* [GIVEN EXERCISE]: Copy the entries below in the stretch from the line containing "hair. For every match, produce a bounding box." through the line containing "[165,473,185,492]", requests included, and increase every bounding box coordinate in the answers by 84. Give only those lines.

* [EXTRACTED DATA]:
---
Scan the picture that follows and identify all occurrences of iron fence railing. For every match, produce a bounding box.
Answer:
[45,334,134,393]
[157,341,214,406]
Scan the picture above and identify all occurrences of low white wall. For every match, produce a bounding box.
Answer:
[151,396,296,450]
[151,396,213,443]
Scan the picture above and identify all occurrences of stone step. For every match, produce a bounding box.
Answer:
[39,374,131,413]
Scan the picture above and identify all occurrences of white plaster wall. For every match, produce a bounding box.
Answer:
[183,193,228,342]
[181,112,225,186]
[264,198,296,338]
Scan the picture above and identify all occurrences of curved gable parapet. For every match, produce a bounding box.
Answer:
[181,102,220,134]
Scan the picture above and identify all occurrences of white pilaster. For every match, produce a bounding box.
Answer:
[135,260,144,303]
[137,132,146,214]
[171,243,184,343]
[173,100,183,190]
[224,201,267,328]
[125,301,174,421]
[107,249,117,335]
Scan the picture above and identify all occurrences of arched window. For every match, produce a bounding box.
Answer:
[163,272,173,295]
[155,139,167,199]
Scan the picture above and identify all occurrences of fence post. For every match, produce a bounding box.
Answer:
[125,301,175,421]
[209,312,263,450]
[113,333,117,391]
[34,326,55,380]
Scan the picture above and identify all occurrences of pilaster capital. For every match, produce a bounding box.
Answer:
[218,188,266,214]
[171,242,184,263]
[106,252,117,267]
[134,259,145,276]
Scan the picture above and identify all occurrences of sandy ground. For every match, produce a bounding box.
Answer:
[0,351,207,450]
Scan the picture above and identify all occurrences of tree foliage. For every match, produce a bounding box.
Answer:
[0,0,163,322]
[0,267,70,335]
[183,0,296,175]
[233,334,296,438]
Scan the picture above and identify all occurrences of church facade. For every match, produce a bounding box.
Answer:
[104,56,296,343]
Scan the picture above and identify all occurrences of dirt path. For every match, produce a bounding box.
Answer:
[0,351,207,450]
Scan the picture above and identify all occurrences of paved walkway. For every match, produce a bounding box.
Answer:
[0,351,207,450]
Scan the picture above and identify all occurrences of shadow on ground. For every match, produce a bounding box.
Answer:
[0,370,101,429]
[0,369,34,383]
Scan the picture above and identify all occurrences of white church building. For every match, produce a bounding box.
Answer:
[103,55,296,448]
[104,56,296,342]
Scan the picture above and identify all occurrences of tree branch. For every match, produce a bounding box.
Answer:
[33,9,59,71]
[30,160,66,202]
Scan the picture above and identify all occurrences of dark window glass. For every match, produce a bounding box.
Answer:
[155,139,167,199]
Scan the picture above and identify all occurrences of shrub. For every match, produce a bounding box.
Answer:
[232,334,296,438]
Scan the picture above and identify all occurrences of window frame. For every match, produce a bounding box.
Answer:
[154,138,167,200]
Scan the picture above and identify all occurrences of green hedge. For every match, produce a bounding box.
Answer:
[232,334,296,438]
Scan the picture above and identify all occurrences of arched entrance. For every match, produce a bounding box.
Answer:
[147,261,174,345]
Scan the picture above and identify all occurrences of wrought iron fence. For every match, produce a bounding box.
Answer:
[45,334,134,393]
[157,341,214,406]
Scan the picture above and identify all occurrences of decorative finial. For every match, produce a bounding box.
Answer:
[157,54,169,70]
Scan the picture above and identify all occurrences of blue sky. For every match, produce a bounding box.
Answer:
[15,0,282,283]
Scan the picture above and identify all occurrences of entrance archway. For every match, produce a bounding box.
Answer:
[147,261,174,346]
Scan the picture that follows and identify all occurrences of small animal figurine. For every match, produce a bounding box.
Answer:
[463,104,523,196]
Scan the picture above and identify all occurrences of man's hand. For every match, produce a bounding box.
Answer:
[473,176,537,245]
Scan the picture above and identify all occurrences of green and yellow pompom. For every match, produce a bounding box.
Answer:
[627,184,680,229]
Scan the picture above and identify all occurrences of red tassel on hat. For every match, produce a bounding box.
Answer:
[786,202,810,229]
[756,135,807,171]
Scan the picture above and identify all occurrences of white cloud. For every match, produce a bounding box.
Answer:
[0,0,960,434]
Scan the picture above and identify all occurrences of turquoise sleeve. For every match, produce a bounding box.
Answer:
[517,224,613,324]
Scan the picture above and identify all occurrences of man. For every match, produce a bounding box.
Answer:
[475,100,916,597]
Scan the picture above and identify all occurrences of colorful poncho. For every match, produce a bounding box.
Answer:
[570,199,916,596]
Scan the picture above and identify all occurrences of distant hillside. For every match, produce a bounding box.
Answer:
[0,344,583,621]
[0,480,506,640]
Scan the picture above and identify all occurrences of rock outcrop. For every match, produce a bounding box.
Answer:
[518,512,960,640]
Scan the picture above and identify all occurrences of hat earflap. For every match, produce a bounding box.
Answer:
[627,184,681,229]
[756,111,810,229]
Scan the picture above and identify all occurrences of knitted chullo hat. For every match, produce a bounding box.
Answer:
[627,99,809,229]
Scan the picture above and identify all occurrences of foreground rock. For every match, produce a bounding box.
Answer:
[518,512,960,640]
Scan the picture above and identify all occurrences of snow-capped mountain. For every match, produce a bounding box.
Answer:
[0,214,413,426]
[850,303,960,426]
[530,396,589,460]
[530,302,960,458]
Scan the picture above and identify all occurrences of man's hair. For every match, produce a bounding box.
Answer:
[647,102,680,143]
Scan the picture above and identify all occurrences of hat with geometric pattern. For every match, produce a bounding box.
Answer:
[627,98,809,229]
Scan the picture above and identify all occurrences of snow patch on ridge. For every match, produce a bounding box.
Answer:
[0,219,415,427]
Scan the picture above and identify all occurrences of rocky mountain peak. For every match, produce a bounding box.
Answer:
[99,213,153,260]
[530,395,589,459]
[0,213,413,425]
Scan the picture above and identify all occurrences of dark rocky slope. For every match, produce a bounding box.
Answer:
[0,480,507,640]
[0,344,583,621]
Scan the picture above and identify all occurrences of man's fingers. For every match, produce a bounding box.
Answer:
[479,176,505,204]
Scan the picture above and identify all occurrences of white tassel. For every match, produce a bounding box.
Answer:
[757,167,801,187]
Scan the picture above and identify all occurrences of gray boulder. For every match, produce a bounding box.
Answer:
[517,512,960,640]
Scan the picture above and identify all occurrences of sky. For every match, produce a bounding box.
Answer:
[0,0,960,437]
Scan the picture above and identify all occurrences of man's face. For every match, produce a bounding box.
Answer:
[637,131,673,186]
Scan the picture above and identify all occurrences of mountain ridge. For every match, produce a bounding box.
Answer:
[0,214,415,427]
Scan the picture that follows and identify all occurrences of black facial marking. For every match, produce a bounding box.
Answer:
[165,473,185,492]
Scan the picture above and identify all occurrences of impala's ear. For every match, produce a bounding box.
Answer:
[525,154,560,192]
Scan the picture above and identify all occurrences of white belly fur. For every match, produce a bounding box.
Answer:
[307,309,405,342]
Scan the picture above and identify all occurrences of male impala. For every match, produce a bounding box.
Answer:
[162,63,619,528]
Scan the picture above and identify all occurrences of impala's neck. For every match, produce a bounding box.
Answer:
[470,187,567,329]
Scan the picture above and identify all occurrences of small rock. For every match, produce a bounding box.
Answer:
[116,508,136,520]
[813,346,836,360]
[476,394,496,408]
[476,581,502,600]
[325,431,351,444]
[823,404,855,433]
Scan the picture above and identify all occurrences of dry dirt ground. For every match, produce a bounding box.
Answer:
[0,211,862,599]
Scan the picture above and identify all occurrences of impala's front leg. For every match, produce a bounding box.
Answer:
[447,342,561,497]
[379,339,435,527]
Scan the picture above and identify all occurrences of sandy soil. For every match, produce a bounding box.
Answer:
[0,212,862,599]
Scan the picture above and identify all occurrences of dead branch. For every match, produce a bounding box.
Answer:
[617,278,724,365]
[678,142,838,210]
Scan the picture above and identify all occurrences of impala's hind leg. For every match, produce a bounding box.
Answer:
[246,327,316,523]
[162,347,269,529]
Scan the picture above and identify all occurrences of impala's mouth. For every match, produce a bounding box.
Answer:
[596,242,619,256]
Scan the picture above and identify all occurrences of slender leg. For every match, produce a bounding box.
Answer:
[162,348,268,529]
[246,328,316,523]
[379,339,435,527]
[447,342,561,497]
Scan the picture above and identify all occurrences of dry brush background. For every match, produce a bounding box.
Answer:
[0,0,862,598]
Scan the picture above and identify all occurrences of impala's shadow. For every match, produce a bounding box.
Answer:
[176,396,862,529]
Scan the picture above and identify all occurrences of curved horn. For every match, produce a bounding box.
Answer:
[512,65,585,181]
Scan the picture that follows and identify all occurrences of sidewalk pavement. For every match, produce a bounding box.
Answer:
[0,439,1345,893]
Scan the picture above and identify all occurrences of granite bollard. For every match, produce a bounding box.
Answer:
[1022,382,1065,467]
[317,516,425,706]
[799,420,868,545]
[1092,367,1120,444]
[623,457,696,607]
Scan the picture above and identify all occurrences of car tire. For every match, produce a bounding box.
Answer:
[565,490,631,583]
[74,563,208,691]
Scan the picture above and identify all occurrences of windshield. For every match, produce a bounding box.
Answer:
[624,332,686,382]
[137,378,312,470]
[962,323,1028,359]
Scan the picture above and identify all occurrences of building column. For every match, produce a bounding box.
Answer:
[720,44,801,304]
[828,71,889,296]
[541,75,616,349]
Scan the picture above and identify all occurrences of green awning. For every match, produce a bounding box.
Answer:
---
* [THE ANSWER]:
Scan the picture above and identify all occurrences of man's hair. For every match, produce a bounding box.
Answer:
[731,186,764,227]
Scan the picture above and identify all occurrences of hat with geometric pattern. For every match, produce a bounding box.
Answer:
[711,182,893,313]
Scan the picture above and identify all occurrences of snow patch on ridge. For every match, produce a bounding box.
Answer:
[84,303,499,511]
Scan the picture above and identify all occurrences of rocky mountain peak. For every match, produce a bounding box.
Answer:
[183,297,237,344]
[614,479,673,543]
[84,297,497,509]
Scan the picture above and identify all occurrences of dark rocky slope. For every match, produce a bounding box.
Answer:
[84,564,591,724]
[84,428,667,705]
Scan the picture above and identify all occurrences of man's fingers. For every match, produce a bounding box.
Answer:
[563,260,589,288]
Scan the picture above and identify all occurrences of white tassel. For every match, produce a bounding box.
Answer:
[841,251,885,271]
Scan the picture above and identify all occurrences of gray boulder. For every match, produce a bounding box.
Answer:
[601,596,1044,724]
Scan the picture above and identify all occurrences of sky. For every match, produce a bounding box.
Answer:
[84,84,1044,521]
Scan the picture above and identify all occurrences of man's face. For every match, produce a bounding box.
Answer:
[721,215,757,270]
Scan the picture above and identify all occurrences of mountain ridge. For every match, produce a bounding box.
Answer:
[84,298,499,511]
Scan the picture that follows and identify all occurrences of black facial marking. For every match, produce a bounding box.
Answer:
[249,557,269,576]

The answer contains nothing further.